[TEXT TO READ]
──────────
Middle-Class Environmental Subjecthoods Around Waste in Chennai, India

Middle-Class Environmental Subjecthoods Around Waste in Chennai, India

Ashwini Srinivasamohan, MESc 20141

Abstract

Over 5,000 tons of waste are generated per day in Chennai—an Indian state capital of over four million residents—which are disposed of in two open refuse dumps. In re-action to the sobering degree of waste generation and (mis)management, pockets of activism are emerging in Chennai with the middle classes playing a significant role. While much scholarship on Indian middle classes has focused on middle-class activism via organizations and associations that invariably disenfranchise the poor (Baviskar 2003, Harris 2011) this paper explores individual environmental subject formation around waste among middle classes, and the implications on class and caste dynamics. This paper draws on an ethnographic study conducted in Chennai from May to August 2013. The study focuses on middle-class residents in two neighborhoods, Mylapore and Mayor Ramanathan Chettiar (MRC) Nagar, and is a part of a larger project on the materialities of waste in Chennai.
──────────
[TO BE DONE]
1: In the Chennai waste abstract, during which months and year was the ethnographic study carried out?
2: Check each statement against the Chennai waste abstract. Mark each yes or no, and quote the words that decide it. (a) Chennai's waste is disposed of in two open refuse dumps. (b) The study focuses on middle-class residents in three neighborhoods. (c) Chennai has over four million residents.
3: Write the next part of the Chennai waste abstract, picking up after its final sentence.
The items from here on are separate material and are not part of the Chennai waste abstract.

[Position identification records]
──────────
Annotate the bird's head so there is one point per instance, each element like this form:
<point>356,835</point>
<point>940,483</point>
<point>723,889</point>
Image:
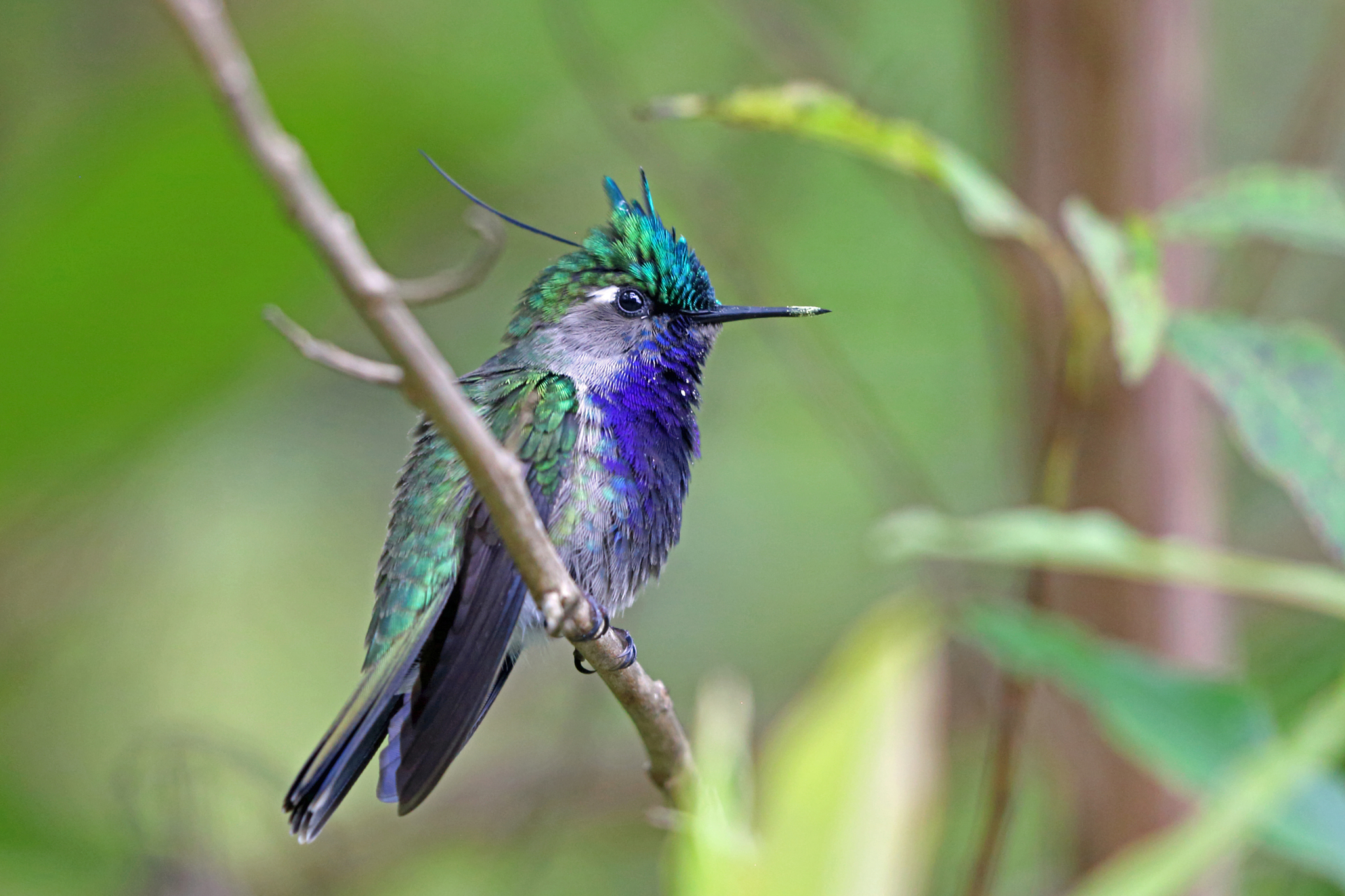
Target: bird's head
<point>632,286</point>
──────────
[OUTPUTS FOR THE TASKS]
1: May to August 2013.

2:
(a) Yes: "which are disposed of in two open refuse dumps"
(b) No: "The study focuses on middle-class residents in two neighborhoods, Mylapore and Mayor Ramanathan Chettiar (MRC) Nagar"
(c) Yes: "an Indian state capital of over four million residents"

3:
Introduction

The heat was boring down on the dusty roads of Chennai, an Indian state capital of over four million residents. Ram, an informal waste worker, and I took solace from the relentless sun after having spent the morning collecting recyclables from overflowing dumpsters and curbside “unofficial” dumps.2 His tricycle cargo rickshaw was stacked neatly with tired burlap sacks bulging with recyclables, which in their previous lives were milk sachets, fizzy soda cans, clinking bottles of spirits. A flea-ridden goat rummaged through plastic bags of wilting food that lay around the dumpster. The noisome stench of refuse wafted toward us. But this dumpster, for all its grittiness and grime, is a source of income for Ram and a visible, politicized point of contestation for the residents of the surrounding gated communities.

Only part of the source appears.